THE DATA:
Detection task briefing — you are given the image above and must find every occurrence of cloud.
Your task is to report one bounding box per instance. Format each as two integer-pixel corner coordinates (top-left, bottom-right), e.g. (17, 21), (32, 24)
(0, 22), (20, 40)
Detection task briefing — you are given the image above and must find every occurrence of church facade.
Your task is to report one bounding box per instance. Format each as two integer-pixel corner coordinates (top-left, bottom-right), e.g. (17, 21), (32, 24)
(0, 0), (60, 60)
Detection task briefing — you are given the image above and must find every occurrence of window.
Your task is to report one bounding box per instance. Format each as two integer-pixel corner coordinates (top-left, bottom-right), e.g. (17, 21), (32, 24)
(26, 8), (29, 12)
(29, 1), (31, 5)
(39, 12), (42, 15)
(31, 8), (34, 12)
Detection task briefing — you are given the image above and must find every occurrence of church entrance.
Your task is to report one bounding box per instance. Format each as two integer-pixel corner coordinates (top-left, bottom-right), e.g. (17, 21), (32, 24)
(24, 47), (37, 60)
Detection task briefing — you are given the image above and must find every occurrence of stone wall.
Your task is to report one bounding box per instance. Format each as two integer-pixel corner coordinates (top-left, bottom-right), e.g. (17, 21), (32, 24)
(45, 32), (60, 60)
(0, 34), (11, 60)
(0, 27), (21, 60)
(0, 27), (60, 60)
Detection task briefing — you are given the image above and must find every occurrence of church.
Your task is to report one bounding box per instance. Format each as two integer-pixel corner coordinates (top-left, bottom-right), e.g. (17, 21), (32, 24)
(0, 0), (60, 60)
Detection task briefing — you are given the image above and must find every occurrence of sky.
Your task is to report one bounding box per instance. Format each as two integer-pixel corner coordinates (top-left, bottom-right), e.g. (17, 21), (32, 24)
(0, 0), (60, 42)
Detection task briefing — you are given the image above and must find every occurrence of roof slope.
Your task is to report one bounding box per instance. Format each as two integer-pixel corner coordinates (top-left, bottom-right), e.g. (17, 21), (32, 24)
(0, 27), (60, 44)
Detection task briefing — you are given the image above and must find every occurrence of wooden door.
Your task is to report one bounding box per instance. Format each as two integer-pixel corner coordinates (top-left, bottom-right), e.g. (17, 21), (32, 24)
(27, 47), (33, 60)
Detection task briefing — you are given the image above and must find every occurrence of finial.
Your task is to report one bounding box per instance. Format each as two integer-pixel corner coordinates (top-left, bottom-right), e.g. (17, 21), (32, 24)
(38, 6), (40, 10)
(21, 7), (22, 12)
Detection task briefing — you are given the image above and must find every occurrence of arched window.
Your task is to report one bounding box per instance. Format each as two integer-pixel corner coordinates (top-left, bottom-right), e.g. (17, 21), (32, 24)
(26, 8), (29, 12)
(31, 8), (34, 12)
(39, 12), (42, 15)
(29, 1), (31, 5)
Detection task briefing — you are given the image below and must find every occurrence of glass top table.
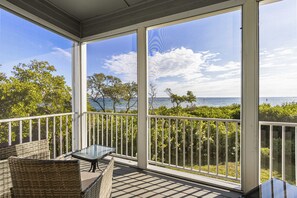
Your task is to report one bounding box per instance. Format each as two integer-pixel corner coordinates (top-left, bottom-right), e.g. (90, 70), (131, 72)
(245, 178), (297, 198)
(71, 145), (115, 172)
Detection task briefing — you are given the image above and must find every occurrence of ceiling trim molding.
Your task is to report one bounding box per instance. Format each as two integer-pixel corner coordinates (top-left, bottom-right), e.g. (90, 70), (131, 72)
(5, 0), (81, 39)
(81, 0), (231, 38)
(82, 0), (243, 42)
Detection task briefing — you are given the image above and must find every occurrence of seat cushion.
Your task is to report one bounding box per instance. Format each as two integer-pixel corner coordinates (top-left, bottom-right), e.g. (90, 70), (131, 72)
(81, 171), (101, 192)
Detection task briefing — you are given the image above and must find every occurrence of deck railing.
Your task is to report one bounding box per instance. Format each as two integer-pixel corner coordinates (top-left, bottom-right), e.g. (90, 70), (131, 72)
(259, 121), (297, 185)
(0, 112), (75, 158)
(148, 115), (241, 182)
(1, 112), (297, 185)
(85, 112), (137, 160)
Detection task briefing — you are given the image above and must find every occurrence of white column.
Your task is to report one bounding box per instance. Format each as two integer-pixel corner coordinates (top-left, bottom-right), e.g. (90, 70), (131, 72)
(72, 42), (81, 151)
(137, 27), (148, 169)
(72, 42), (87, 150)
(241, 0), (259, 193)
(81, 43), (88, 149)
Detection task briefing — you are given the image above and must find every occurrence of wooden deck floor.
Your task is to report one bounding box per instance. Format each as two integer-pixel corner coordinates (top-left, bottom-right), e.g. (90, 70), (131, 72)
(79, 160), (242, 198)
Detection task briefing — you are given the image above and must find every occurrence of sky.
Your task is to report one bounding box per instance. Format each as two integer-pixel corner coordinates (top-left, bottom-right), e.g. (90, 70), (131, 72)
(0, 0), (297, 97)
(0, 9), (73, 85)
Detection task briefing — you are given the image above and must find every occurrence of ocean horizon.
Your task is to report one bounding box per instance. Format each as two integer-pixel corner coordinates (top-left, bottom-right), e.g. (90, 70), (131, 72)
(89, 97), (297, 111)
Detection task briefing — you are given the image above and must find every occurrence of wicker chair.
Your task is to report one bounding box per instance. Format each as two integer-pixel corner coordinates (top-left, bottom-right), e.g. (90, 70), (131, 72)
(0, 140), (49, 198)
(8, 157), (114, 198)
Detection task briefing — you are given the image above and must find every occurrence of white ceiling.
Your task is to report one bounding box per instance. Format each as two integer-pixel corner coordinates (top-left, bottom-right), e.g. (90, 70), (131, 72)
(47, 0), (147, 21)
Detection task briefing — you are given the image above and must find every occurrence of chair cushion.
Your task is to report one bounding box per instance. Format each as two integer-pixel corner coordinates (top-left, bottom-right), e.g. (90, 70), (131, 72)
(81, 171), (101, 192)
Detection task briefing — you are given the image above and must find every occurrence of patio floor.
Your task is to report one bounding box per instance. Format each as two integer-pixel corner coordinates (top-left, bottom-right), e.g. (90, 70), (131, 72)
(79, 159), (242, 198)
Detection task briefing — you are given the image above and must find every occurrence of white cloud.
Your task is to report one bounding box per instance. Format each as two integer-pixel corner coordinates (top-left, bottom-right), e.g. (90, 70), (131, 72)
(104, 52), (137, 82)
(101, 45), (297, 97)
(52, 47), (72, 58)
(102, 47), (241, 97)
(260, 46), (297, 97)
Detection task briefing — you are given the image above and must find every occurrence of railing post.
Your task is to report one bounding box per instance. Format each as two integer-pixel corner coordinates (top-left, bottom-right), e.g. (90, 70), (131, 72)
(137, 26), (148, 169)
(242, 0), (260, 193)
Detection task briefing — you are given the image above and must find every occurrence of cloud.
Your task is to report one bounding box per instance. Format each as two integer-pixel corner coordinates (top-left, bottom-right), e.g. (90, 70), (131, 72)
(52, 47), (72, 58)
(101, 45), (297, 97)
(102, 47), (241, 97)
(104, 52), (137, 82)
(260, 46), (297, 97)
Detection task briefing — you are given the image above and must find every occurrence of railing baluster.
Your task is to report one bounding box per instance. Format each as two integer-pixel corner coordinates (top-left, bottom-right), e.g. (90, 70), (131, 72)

EXERCISE REQUIREMENTS:
Images must not appear in the copy; reproduce everything else in the records verbatim.

SOLVED EXERCISE:
Detection task briefing — you are given the image above and must find every occurrence of cloud.
Your task is to report one bounding box per instance. Format each as two integer-pixel corner coordinates (top-left, bottom-right), e.g. (17, 21), (32, 24)
(0, 22), (20, 40)
Detection task briefing — you are given the image above and must find every occurrence of church facade.
Your task is to report one bounding box per instance. Format each as two integer-pixel corner coordinates (top-left, bottom-right), e.g. (17, 21), (32, 24)
(0, 0), (60, 60)
Detection task briefing — you are given the image above and must find every occurrence of window.
Your task is to report one bounding box per instance. Format each as two integer-pixel corner coordinates (top-left, bottom-right), e.g. (17, 21), (32, 24)
(26, 8), (29, 12)
(29, 1), (31, 5)
(39, 12), (42, 15)
(31, 8), (34, 12)
Detection task briefing — you are given the image above and must find every occurrence of church entrance.
Your task is to report one bounding box per instance. Format each as two integer-pixel corner coordinates (top-left, bottom-right), e.g. (17, 21), (32, 24)
(24, 47), (37, 60)
Detection task briefing — you are given the image above and must find every occurrence of stone wall.
Your task is to report one bounding box per instance. Format each as two integer-pixel corner coordinates (top-left, bottom-right), e.g. (17, 21), (32, 24)
(45, 32), (60, 60)
(0, 34), (11, 60)
(0, 27), (21, 60)
(0, 27), (60, 60)
Detection task briefing — you are given the image above and must find every occurrence of church.
Your task is to report one bounding box per instance. Format each as two integer-pixel corner coordinates (top-left, bottom-right), e.g. (17, 21), (32, 24)
(0, 0), (60, 60)
Detection task briefing — you are given the image above and must find every occurrence of sky.
Your task is to report one bounding box per instance. Format each as two integer-pixel corner coordinates (top-left, bottom-right), e.g. (17, 21), (32, 24)
(0, 0), (60, 42)
Detection task briefing — you are given the image above and must find every occurrence of roof slope.
Your task is to report one bounding box per instance. Format each as two integer-pixel corner coordinates (top-left, bottom-right), e.g. (17, 21), (32, 24)
(0, 27), (60, 44)
Detection task briefing — you are given the image above and must find every occurrence of wooden door.
Your task is to report one bounding box per instance. Format each as two integer-pixel corner coordinates (top-left, bottom-right), e.g. (17, 21), (32, 24)
(27, 47), (33, 60)
Detection task briefing — you are given the image above and must find every occurrence of finial.
Your task is to report one bounding box per instance. Format each as two integer-pixel corner coordinates (top-left, bottom-right), e.g. (17, 21), (32, 24)
(38, 6), (40, 10)
(21, 7), (22, 12)
Detection task briefing — you are given the image above and must find every occurrence of arched window.
Your task is to report one bounding box per instance. Format each as two integer-pixel corner coordinates (top-left, bottom-right), e.g. (17, 21), (32, 24)
(26, 8), (29, 12)
(31, 8), (34, 12)
(39, 12), (42, 15)
(29, 1), (31, 5)
Detection task briefing — you are given the image below and must find every occurrence of glass top table.
Your task is to report one bounding box per instance. Format each as two integer-pixel corner coordinates (top-left, bottom-right), e.g. (90, 70), (131, 72)
(245, 178), (297, 198)
(71, 145), (115, 172)
Detection task briefing — you are given the image above and must find every occurrence of ceiling trim molding.
Your task is to report one bounding box per instance. Format each as two integer-pixel corner coordinates (top-left, bottom-right), e.g. (90, 70), (131, 72)
(5, 0), (81, 39)
(81, 0), (231, 38)
(82, 0), (243, 42)
Detection task briefing — you are given the image above and must find every occurrence of seat cushion.
Your task is to report one bounding box per instance. Format each as two integer-pixel corner coordinates (top-left, bottom-right), e.g. (90, 70), (131, 72)
(81, 171), (101, 192)
Detection task briefing — you are given the image above and must find every occurrence of deck railing.
Your task is to report one bounding box per instance. Format each as two integer-pixel corner coordinates (top-left, bottom-right), e.g. (90, 70), (131, 72)
(259, 121), (297, 185)
(0, 112), (75, 158)
(148, 115), (241, 182)
(1, 112), (297, 185)
(85, 112), (137, 160)
Detection task briefing — you are given the image above and must find every occurrence of white column.
Your task is to report one bounding box per instance. Format each as two integer-pixel corner coordinates (top-left, bottom-right), e.g. (90, 70), (131, 72)
(72, 42), (81, 151)
(137, 27), (148, 169)
(72, 42), (87, 150)
(241, 0), (259, 193)
(81, 43), (88, 149)
Detection task briefing — you are given the image above and must find every occurrence of wooden deck floor.
Your task is to report one bounding box per instance. Format each as two integer-pixel corner coordinates (top-left, bottom-right), e.g. (90, 70), (131, 72)
(79, 160), (242, 198)
Detection task briefing — you are given the image above and must find every occurrence of sky.
Your task is to report one bounding box per instance. Format each as two integer-pixel corner coordinates (top-left, bottom-right), e.g. (90, 70), (131, 72)
(0, 0), (297, 97)
(0, 9), (73, 85)
Detection task briefing — you are given the image above and must find every occurrence of ocean horizon.
Your task is to report one bounding box per instance. Format each as two integer-pixel corner coordinates (top-left, bottom-right), e.g. (90, 70), (131, 72)
(89, 97), (297, 111)
Detection task briefing — you are given the image above and must find every occurrence of wicker chair.
Your task is to report one bounding box per instance. Format each as two integer-pixel corner coordinates (top-left, bottom-right), e.g. (90, 70), (131, 72)
(0, 140), (49, 198)
(8, 157), (114, 198)
Detection task briefing — you are given the image above and must find every occurrence of white ceiling.
Your task is to report one bounding box per instance. Format each as two integer-pixel corner coordinates (top-left, bottom-right), e.g. (90, 70), (131, 72)
(47, 0), (147, 21)
Detection task briefing — you are given the image above and must find every occurrence of chair cushion.
Your task is to report one bounding box per instance. Format each as two integer-pixel corner coordinates (top-left, bottom-right), e.g. (90, 70), (131, 72)
(81, 171), (101, 192)
Detection task briefing — you are given the image above and must find every occurrence of patio floor.
Your task is to report one bounding box per instance. Format each as two integer-pixel corner coordinates (top-left, bottom-right), e.g. (90, 70), (131, 72)
(79, 159), (242, 198)
Detection task briefing — you are given the image above and must find every occurrence of white cloud.
Your task is to report one bounding box per instance. Format each as two integer-pixel corner coordinates (top-left, bottom-right), e.g. (90, 70), (131, 72)
(104, 52), (137, 82)
(101, 45), (297, 97)
(52, 47), (72, 58)
(102, 47), (241, 97)
(260, 46), (297, 97)
Detection task briefing — you are given the image above and must find every occurrence of railing post.
Your task is to report one bounding box per instance. Format each as two integer-pixel corner coordinates (top-left, bottom-right), e.g. (90, 70), (131, 72)
(137, 26), (148, 169)
(242, 0), (260, 193)
Detection task briefing — you are given the image above and must find every occurrence of cloud.
Your task is to report one bounding box per instance. Format each as two integer-pixel corner coordinates (top-left, bottom-right), e.g. (90, 70), (131, 72)
(52, 47), (72, 58)
(101, 45), (297, 97)
(102, 47), (241, 97)
(104, 52), (137, 82)
(260, 46), (297, 97)
Detection task briefing — you are given the image above and must find every occurrence of railing baluster.
Your task is to report one bounding box per instance. Format each as two integer-pixel corner coordinates (top-left, bottom-right), e.g. (90, 70), (131, 72)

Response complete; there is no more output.